▶ Direction a: List every line of the entries below that contains the string "grass". Case counts.

▶ Passage given:
# Final Project - CS 181

**Deliverable #2**: Data Acquisition

**Name**: Hieu Tran

**Central Question**: Do countries with better environmental quality generally have stronger economies?

---
This is an interesting topic because it is often thought that richer and more developed countries tend to have higher standard of living and therefore higher environmental standard. This project seeks to explore whether there exists such a  relationship (between environmental quality and economic strength.) 

All data are collected from Wikipedia. Under its' Terms of Use, articles and media under free and open licenses can be "reused."

To answer the question, we will be using data for ecological footprint per country (Table 1) and nominal GDP per country (Table 2) and create, among other types of visualization, a scatterplot containing the 2 data points to identify any correlation between them.


---

In [1]:
# import required modules
import os
import os.path
import json
import io
import pandas as pd
from lxml import etree
import requests
from lxml import html
import util # module taken from class repo (util.py)
import sqlalchemy as sa

htmlparser =  etree.HTMLParser()

## Table 1: List of countries by ecological footprint
**Source**: https://en.wikipedia.org/wiki/List_of_countries_by_ecological_footprint

**Description**: This Wikipedia dataset contains data on the ecological footprint for each country provided by the Global Footprint Network's National Footprint Accounts. Numbers are given in global hectares per capita.

---
We will be using web scraping to extract this dataset and  convert it to a pandas DataFrame.

▶ Direction b: According to the project notes, in what unit are the ecological footprint numbers given?

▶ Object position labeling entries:
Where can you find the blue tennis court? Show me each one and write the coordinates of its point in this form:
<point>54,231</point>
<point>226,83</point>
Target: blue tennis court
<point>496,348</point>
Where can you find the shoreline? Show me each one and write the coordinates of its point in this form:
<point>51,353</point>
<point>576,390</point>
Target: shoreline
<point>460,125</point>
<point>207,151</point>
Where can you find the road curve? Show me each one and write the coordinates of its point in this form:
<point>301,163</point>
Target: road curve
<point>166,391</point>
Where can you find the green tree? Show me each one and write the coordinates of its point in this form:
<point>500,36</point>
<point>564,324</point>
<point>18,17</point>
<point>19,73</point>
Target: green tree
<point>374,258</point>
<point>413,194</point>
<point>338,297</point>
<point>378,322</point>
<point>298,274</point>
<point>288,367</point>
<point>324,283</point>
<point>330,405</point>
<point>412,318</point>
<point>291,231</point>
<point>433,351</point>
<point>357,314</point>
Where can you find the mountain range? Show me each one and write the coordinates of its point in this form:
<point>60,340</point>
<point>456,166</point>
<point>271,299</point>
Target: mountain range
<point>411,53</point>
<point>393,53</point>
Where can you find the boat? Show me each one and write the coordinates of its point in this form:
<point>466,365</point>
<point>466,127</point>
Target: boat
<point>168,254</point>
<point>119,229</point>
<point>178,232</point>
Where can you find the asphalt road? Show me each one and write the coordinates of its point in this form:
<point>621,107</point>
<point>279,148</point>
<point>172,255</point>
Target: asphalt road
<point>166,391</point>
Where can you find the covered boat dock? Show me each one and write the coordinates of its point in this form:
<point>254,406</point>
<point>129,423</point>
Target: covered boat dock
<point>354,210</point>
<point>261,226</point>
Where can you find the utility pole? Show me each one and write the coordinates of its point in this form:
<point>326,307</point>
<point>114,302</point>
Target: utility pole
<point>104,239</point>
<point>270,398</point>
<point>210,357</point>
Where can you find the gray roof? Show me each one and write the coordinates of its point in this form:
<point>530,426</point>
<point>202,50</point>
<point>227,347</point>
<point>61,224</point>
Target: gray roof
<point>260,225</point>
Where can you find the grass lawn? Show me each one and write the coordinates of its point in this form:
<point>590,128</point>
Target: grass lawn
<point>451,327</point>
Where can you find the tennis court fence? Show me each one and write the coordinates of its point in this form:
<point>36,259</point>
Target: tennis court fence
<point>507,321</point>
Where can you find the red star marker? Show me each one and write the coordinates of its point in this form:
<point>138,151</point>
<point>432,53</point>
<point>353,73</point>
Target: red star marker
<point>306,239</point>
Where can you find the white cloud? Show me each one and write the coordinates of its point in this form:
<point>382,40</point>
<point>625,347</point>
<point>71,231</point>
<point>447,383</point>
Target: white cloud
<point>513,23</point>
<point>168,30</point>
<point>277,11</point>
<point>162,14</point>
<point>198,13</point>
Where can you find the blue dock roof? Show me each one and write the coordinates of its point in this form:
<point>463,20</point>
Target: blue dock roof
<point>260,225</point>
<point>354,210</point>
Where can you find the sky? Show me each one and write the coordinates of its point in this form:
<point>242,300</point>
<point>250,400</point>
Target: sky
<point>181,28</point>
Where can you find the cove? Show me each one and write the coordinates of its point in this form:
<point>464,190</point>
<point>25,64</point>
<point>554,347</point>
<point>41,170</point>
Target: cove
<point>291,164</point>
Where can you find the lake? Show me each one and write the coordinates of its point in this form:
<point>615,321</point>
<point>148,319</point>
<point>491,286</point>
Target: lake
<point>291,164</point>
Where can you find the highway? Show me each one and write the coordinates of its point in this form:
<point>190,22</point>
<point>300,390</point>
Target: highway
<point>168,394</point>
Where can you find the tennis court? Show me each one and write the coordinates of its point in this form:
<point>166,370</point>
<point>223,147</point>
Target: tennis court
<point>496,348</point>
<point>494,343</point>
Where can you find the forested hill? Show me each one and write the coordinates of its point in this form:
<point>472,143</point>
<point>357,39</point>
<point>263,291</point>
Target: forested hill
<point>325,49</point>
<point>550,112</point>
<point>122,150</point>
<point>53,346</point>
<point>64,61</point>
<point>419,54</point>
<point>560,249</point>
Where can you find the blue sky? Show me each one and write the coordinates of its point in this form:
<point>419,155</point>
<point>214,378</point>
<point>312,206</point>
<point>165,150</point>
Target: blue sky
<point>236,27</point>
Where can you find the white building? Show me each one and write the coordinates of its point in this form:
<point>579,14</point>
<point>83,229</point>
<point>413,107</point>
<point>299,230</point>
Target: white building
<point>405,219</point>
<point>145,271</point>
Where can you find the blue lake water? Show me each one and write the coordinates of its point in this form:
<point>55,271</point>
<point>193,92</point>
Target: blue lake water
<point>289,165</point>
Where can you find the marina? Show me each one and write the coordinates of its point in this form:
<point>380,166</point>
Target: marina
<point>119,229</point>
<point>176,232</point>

▶ Full answer a:
Where can you find the grass lawn? Show me each one and write the coordinates of its point in this form:
Target: grass lawn

▶ Full answer b: Global hectares per capita.